Exact repetition, pictures omitted: give every record below again.
Segment Open
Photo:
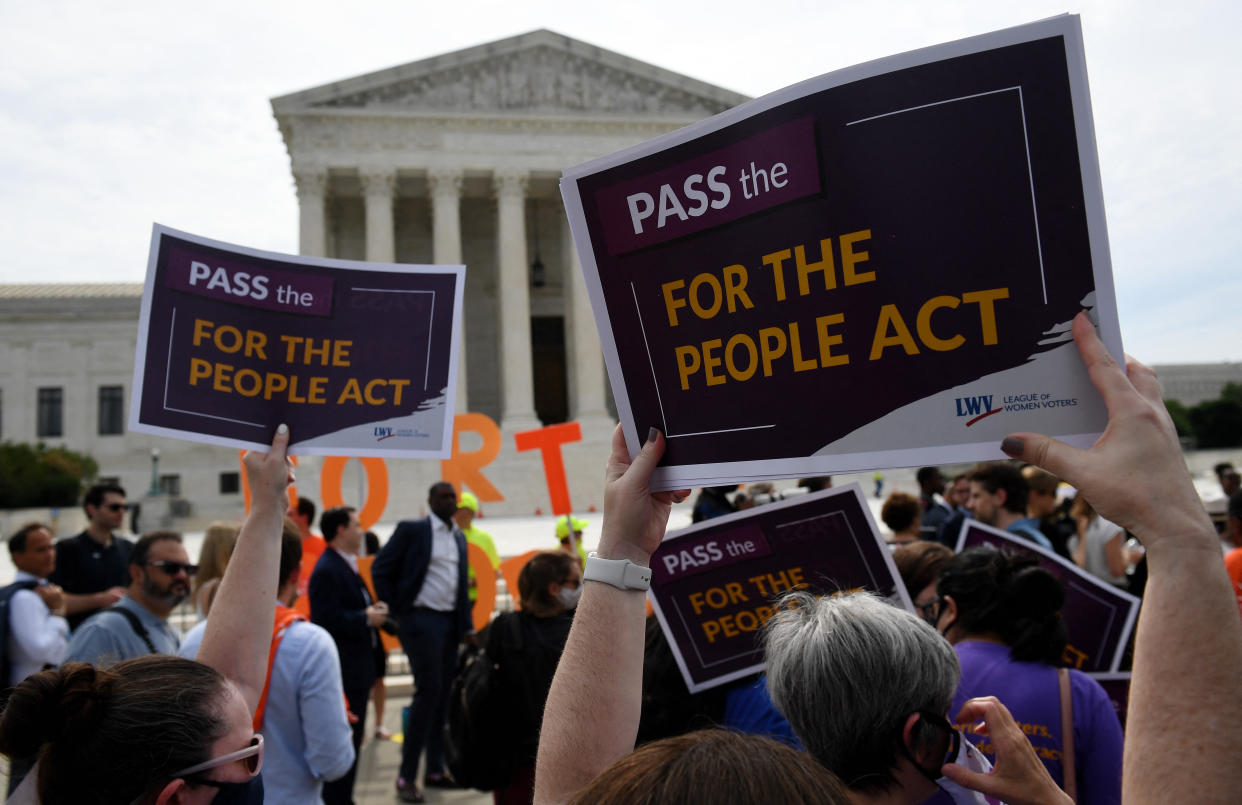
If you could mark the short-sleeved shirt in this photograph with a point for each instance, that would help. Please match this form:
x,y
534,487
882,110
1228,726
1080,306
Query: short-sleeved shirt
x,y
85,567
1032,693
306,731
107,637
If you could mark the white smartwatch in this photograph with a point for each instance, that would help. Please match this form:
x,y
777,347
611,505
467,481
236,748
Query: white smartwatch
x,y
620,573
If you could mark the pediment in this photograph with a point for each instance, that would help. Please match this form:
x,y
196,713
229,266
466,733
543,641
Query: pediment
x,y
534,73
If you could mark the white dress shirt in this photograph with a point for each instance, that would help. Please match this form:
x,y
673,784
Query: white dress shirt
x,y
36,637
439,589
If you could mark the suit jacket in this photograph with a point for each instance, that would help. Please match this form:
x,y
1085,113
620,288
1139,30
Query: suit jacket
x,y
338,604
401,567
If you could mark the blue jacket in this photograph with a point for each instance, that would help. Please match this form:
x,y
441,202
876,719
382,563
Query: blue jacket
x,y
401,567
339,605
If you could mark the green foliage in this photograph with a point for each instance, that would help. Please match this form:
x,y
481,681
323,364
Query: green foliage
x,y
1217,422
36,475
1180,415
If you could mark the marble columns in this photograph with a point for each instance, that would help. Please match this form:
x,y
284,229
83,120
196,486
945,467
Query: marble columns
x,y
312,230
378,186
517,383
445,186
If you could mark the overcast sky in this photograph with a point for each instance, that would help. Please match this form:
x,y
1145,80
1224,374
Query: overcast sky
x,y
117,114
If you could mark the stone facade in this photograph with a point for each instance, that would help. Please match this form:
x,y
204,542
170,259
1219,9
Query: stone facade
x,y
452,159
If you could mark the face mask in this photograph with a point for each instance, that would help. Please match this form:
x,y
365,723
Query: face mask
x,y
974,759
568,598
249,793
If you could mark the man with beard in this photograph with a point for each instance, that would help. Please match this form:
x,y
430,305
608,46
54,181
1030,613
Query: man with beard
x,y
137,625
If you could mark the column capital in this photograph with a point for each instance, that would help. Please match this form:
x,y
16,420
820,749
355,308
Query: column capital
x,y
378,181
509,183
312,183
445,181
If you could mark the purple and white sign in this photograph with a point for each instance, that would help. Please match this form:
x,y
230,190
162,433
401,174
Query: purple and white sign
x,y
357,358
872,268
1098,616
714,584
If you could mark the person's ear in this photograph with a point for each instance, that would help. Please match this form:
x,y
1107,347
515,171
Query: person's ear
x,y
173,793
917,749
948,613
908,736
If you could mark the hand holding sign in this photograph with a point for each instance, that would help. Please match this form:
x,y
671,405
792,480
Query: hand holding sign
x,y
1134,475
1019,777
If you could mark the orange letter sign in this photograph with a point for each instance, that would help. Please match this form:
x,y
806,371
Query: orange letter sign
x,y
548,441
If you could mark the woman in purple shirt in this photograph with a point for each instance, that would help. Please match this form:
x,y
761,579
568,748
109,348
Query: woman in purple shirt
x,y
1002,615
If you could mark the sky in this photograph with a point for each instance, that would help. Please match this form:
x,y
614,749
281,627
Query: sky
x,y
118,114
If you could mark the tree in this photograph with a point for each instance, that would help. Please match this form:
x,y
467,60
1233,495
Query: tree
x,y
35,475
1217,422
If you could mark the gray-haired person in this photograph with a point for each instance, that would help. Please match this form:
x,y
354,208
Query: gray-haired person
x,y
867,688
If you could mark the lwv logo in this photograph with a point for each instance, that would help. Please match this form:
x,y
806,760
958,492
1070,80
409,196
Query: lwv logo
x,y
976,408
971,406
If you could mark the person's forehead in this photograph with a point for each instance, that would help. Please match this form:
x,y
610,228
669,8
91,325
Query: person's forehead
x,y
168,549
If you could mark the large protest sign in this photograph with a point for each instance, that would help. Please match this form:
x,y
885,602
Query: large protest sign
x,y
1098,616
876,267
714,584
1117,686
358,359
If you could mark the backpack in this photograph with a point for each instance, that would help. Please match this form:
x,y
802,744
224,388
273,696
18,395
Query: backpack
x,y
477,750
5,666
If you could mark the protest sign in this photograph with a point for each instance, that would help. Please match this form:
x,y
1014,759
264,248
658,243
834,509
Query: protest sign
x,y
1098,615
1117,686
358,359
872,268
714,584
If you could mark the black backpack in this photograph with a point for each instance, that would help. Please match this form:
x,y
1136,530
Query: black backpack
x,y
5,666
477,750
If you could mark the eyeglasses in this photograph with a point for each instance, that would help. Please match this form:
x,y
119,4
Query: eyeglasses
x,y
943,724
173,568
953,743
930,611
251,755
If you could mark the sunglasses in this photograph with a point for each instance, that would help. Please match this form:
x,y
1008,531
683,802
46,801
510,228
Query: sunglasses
Segment Closed
_Solution to the problem_.
Photo:
If you could mark the short-sleeved shirt in this photograph with a point for each instance, that would help. Please match this form:
x,y
534,487
882,110
1228,726
1080,306
Query: short-sleeved shirt
x,y
85,567
1032,693
306,731
107,637
If you could mark the white smartwatch in this photograph with a point for each instance, that would help. Please match this form:
x,y
777,347
611,505
467,481
236,748
Query: white smartwatch
x,y
620,573
If you could mark the pediment in this photograph with a point for each instance, that would help. Please match this form:
x,y
196,713
229,266
466,733
543,641
Query: pediment
x,y
534,73
If you could mark the white dress shirt in this photograph with a point for each instance, that would help. Please match this form:
x,y
673,784
Query: white dress shirt
x,y
36,637
439,589
If you could mark the suit jacket in this photograph with a point for each instance, that would help. Please match this form:
x,y
1085,113
620,288
1139,30
Query: suit jacket
x,y
338,604
401,567
If you could mark the blue jacket in this photograph with a point for each instance, that would help. Please match this form:
x,y
441,202
876,719
382,563
Query: blue jacket
x,y
401,567
339,605
If you could mark the green foliage in this photograph with a point for each instance, that would help. Please match this form:
x,y
481,681
323,364
Query: green foliage
x,y
1217,422
36,475
1180,415
If you could mark the marble columns in this photograph with a point for each instance, that would help. Please match this form:
x,y
284,229
83,120
196,486
945,467
Query: marble columns
x,y
312,230
378,186
517,383
445,186
If you could mark the overcast sky in this photograph with a point for each instance, that would help. Please match this form:
x,y
1145,80
1224,374
Query: overcast sky
x,y
117,114
If you could mark the stone facade in this photograph with a point for each instance, that would help. Please match this form:
x,y
204,542
170,259
1219,9
Query: stone facade
x,y
452,159
If you could mark the face mask in this photograph with a point for each instance, that would help. Please match this form:
x,y
365,723
Query: face mask
x,y
974,759
568,598
249,793
If you could mark the man with beard in this photograph with a point for each instance, that would help. Please match this form:
x,y
430,305
608,46
54,181
1030,613
Query: man with beard
x,y
137,625
If you could mark the column capital in this photograph with a point for each instance, that would help. Please match this form:
x,y
16,420
820,749
355,308
Query: column capital
x,y
378,181
509,183
312,183
445,181
If you could mark the purple and white sign in this photograph with a point for each instance, that would help. Please match this form:
x,y
230,190
162,433
401,174
Query: purple and white sign
x,y
357,358
872,268
1098,616
714,584
If you could mark the person's ear in this photograph with a point for each instance, that would help. Please match this form:
x,y
1107,347
515,171
Query: person's ear
x,y
173,793
917,749
948,613
908,736
If you could mark the hand holding sign in this photograph with a point for each instance, that would help. Please match this form:
x,y
671,405
792,480
Query: hand holding sign
x,y
1134,475
1019,777
If you could mark the orange letter sign in this photograph with a point for each instance, that would help. Please match this form:
x,y
806,371
Query: orange letter sign
x,y
548,441
If you could mark the woman in purple shirt in this photograph with a point for each instance, that would help. Please match this form:
x,y
761,579
568,748
109,348
Query: woman in purple shirt
x,y
1002,615
If you could mark the sky in this photograph with a point for each instance, that would help. Please match this form:
x,y
614,749
281,627
Query: sky
x,y
118,114
If you could mark the tree in this photograph with a point for each instance, that would help. Please match this form:
x,y
467,60
1233,495
Query: tree
x,y
35,475
1217,422
If you could mark the gray-haired person in this photograph with a point for each instance, that would help. Please match this form:
x,y
354,208
Query: gray-haired person
x,y
867,688
If you could mark the lwv logo in this photograph with a point for each instance, that would help. Please match this form:
x,y
806,760
958,492
1070,80
409,196
Query: lwv logo
x,y
976,408
971,406
If you could mark the person's forehead in this photograph with a point for each instance, that would help. Please match this form:
x,y
610,228
669,8
91,325
Query: person's forehead
x,y
168,549
If you could mark the large protest sign in this photograph with a point for each instance, that would help. Please match this form:
x,y
885,602
Query: large protest sign
x,y
1098,616
876,267
714,584
1117,686
358,359
If you could mark the backpack in this photograph with a point for each instance, that would help. Please match this form:
x,y
802,744
224,388
273,696
18,395
Query: backpack
x,y
477,750
5,666
If you could mark the protest sign in this photograph with a point for each instance, that would help. Please match this form:
x,y
1014,759
264,248
658,243
834,509
Query: protest sign
x,y
1098,615
1117,686
358,359
872,268
714,584
If you could mark the black backpack in this photograph with a point for each instance, that would help. Please match this form:
x,y
1136,530
Query: black backpack
x,y
5,666
477,750
If you could mark the eyeglasses in this photograph with a point for each instance, that would help. Please match this form:
x,y
119,4
Query: eyeglasses
x,y
943,724
173,568
953,743
930,611
251,755
If you could mark the sunglasses in this photograph with a point for each instance, that would help. Please match this form:
x,y
1008,531
683,802
46,801
510,228
Query: sunglasses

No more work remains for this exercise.